*DATA FOR PROCESSING*.
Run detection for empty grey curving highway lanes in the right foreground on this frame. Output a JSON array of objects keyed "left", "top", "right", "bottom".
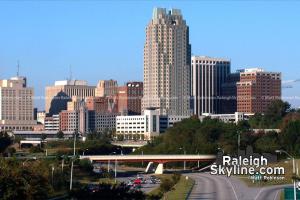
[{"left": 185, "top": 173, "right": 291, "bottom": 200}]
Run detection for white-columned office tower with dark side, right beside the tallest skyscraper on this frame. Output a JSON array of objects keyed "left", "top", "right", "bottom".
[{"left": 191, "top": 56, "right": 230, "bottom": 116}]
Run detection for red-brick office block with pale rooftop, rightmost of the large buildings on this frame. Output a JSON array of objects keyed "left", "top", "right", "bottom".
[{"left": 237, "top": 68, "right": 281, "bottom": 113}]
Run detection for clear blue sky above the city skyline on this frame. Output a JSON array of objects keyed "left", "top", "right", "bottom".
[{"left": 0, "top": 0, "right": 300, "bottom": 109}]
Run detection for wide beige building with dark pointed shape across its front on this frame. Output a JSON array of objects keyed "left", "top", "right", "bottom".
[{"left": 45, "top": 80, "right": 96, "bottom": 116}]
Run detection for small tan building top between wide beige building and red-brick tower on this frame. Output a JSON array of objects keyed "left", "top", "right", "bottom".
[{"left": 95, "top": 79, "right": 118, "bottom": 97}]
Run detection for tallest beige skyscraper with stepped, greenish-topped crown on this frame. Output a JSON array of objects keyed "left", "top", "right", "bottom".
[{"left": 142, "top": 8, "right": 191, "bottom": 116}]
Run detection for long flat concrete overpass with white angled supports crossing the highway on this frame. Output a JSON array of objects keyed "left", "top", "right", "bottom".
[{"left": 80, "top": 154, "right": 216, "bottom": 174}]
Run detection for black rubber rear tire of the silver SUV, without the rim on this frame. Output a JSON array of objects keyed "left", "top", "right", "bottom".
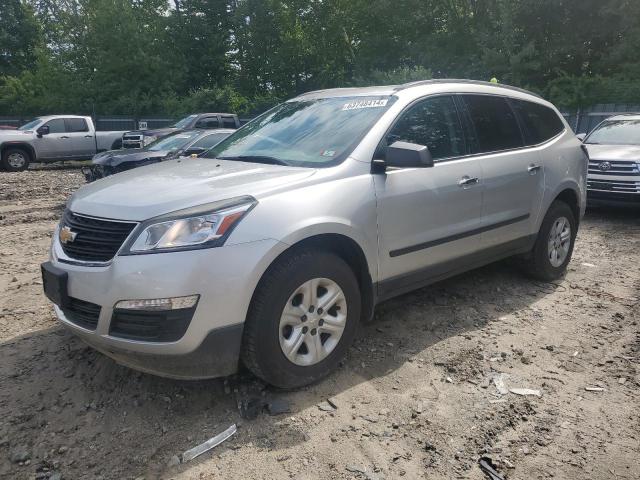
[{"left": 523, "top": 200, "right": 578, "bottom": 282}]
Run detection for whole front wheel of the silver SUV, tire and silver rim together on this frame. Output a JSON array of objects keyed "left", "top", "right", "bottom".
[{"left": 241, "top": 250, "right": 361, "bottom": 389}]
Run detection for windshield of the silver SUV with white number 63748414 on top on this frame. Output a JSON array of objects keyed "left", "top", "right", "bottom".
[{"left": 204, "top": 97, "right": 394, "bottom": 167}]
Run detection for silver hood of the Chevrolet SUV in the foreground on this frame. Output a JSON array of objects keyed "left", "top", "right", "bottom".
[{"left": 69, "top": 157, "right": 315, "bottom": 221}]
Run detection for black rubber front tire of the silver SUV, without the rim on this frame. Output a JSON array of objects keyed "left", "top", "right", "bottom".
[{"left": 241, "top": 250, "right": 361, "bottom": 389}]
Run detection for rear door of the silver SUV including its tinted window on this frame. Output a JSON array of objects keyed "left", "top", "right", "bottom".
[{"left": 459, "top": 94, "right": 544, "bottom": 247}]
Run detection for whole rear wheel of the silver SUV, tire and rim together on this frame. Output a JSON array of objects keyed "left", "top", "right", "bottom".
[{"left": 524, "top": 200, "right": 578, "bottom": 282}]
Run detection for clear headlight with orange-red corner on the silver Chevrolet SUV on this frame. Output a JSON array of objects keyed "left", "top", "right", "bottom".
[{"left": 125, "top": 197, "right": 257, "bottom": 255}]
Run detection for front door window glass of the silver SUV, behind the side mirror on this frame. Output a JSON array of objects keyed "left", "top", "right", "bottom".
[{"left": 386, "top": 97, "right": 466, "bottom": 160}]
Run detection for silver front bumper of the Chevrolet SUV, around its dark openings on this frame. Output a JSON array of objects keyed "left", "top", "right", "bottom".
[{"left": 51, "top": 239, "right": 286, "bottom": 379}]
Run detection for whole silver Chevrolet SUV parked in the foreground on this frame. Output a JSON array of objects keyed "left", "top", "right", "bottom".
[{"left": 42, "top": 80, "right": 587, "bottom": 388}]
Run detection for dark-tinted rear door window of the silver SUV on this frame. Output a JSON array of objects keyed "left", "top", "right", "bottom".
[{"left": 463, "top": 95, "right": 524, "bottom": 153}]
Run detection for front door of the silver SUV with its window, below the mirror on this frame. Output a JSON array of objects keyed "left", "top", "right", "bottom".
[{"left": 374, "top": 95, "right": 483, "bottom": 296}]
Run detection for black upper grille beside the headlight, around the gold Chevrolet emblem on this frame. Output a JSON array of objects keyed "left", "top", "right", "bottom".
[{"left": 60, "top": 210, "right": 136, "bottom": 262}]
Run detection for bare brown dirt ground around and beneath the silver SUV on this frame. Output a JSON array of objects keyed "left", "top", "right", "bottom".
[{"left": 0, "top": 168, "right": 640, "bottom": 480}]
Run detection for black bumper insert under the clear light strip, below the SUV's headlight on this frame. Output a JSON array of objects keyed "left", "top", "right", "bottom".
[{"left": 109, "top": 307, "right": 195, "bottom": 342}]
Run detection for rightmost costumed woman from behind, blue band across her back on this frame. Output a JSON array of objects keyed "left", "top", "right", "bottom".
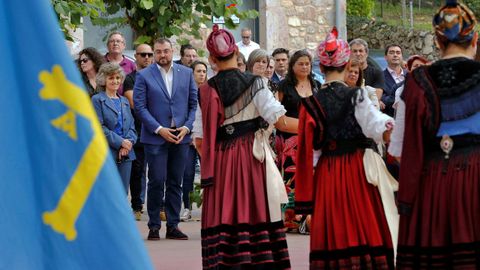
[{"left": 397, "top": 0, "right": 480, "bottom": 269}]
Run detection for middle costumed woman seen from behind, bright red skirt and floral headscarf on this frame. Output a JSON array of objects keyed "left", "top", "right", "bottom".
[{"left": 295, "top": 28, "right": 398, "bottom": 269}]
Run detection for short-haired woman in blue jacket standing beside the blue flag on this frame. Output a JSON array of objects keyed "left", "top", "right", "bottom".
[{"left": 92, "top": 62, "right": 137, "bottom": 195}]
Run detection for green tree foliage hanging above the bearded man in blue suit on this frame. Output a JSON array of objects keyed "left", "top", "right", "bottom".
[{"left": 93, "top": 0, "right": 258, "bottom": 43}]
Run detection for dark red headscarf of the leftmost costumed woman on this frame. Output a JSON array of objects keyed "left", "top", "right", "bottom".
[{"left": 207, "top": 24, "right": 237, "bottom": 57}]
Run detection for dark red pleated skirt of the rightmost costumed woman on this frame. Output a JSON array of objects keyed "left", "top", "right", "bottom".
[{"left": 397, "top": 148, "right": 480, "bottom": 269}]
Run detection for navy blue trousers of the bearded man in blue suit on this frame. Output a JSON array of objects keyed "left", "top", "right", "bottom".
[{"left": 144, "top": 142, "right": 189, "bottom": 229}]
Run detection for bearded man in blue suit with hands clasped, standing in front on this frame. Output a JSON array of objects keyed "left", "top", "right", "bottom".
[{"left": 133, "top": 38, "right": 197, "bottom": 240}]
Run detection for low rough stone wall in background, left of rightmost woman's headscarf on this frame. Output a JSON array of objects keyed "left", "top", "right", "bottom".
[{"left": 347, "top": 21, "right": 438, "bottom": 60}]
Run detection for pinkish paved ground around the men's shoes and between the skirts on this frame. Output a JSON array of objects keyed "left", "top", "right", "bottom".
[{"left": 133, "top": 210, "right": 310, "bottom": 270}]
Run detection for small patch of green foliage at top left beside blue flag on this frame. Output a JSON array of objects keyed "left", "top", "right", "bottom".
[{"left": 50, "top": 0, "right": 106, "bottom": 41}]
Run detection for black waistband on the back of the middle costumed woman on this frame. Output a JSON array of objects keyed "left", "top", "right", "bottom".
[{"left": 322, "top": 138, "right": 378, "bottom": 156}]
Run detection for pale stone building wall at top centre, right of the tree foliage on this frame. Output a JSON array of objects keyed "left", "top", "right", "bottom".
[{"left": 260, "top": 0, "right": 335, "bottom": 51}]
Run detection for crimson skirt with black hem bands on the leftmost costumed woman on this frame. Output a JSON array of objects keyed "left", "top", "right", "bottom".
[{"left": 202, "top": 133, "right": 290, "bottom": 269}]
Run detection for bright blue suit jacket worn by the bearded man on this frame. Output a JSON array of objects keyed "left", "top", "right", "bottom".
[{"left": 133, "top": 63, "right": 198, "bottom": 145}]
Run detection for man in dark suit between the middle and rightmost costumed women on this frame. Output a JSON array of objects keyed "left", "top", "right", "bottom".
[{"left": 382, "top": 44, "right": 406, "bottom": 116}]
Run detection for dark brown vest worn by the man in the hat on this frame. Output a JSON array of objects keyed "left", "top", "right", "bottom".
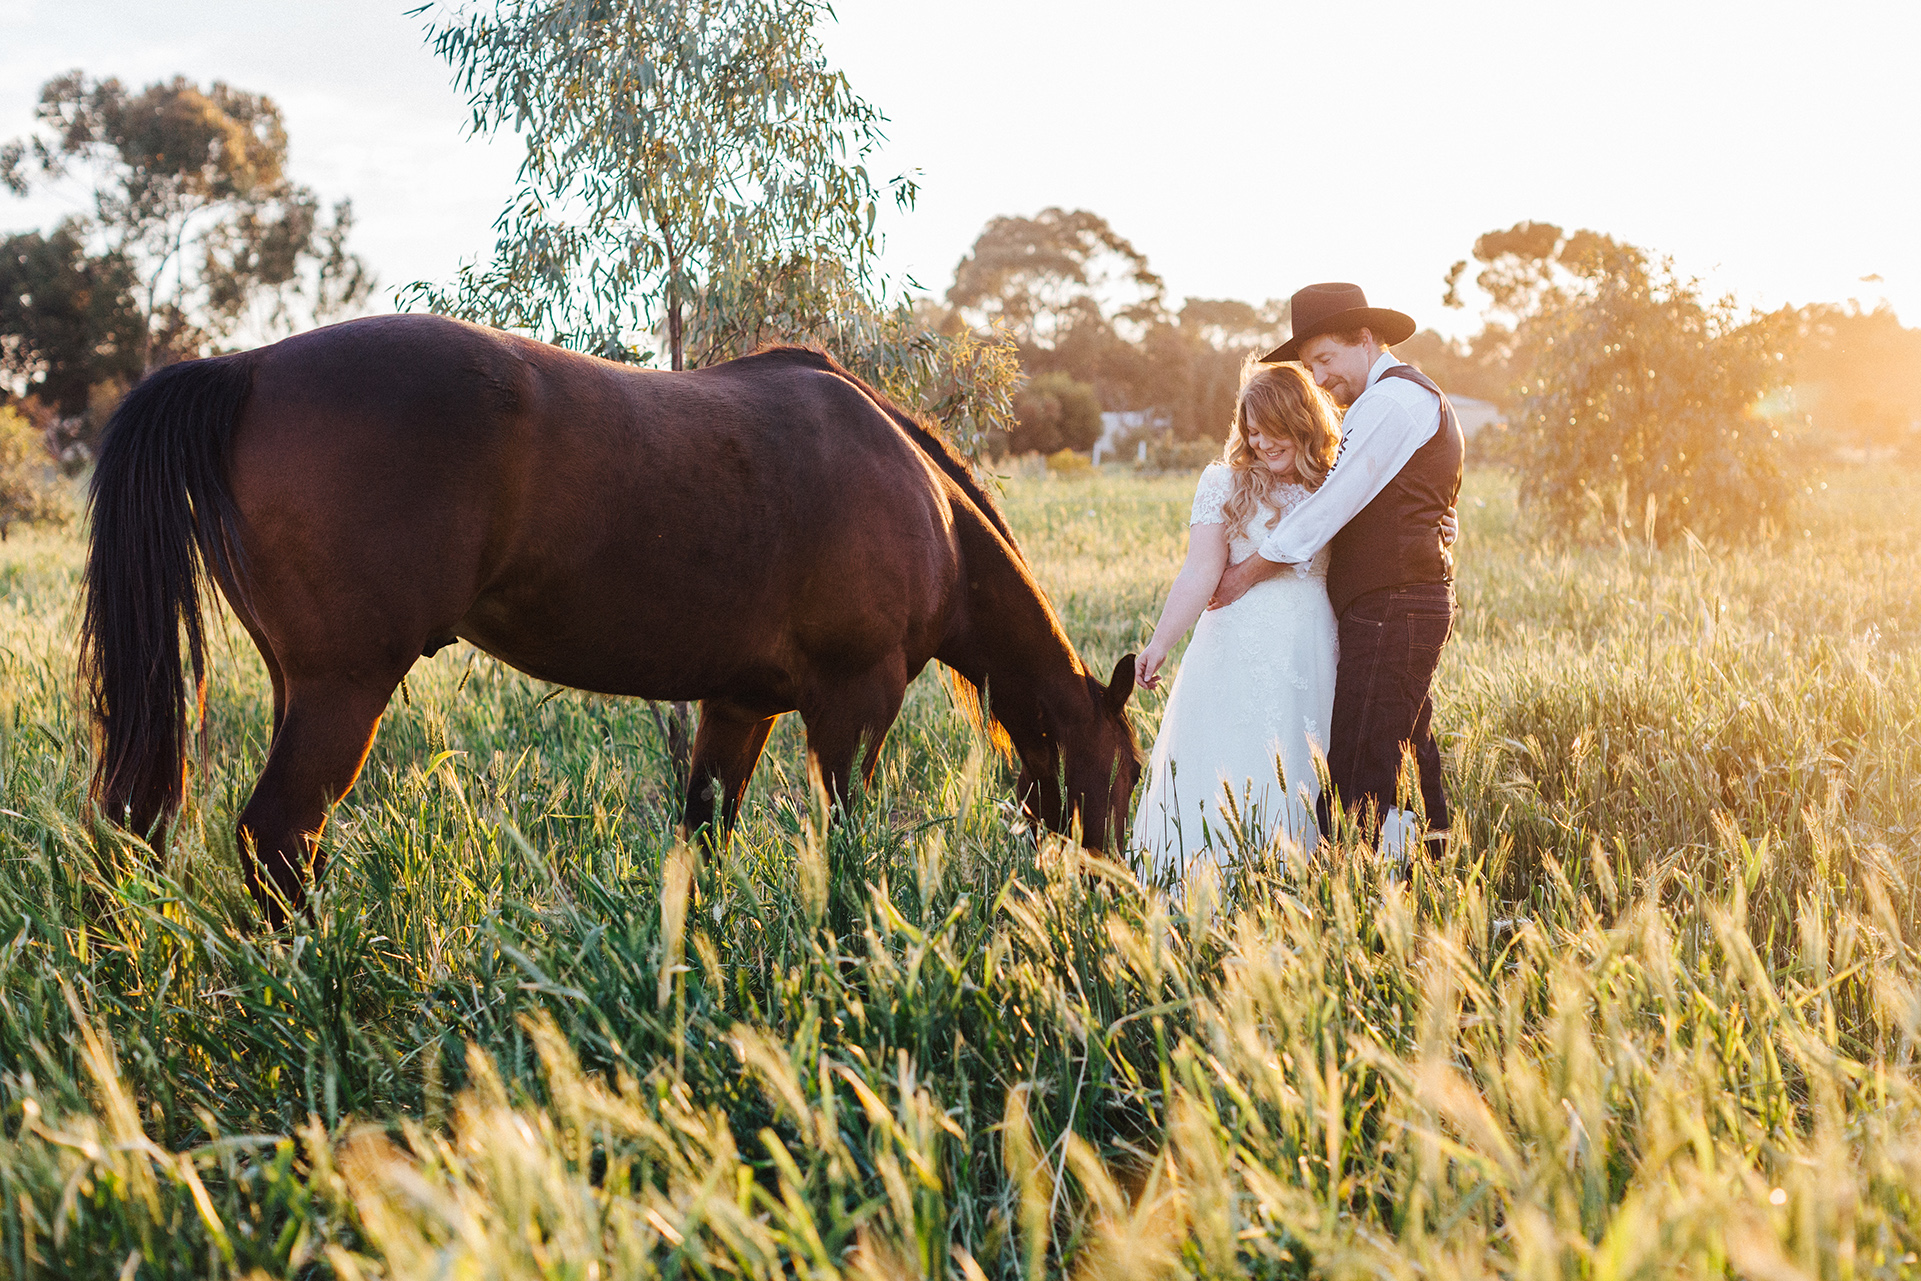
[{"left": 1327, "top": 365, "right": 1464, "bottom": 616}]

*TASK*. Each line from the one holding "Run detection for small patch" to the end of the records above must be copied exactly; the pictures must not be copied.

*ANSWER FOR THE TASK*.
Run detection for small patch of green foliage at top left beside blue flag on this frame. Output a JSON array of objects keyed "left", "top", "right", "bottom".
[{"left": 50, "top": 0, "right": 106, "bottom": 41}]
Run detection for black waistband on the back of the middle costumed woman on this frame. Output a JSON array of objects keyed "left", "top", "right", "bottom".
[{"left": 322, "top": 138, "right": 378, "bottom": 156}]
Run detection for pale stone building wall at top centre, right of the tree foliage on this frame. Output a JSON array of objects keyed "left", "top", "right", "bottom".
[{"left": 260, "top": 0, "right": 335, "bottom": 51}]
Run detection for crimson skirt with black hem bands on the leftmost costumed woman on this frame. Output a JSON array of objects keyed "left", "top", "right", "bottom".
[{"left": 202, "top": 133, "right": 290, "bottom": 269}]
Run detection for bright blue suit jacket worn by the bearded man on this frame. Output a JSON array of objects keyed "left", "top", "right", "bottom".
[{"left": 133, "top": 63, "right": 198, "bottom": 145}]
Run detection for man in dark suit between the middle and rightmost costumed women on this frame. Output a JSON array of objects keyed "left", "top", "right", "bottom".
[{"left": 382, "top": 44, "right": 406, "bottom": 116}]
Run detection for dark brown vest worn by the man in the hat on this frame. Output a JSON array of objects keyed "left", "top", "right", "bottom".
[{"left": 1327, "top": 365, "right": 1464, "bottom": 616}]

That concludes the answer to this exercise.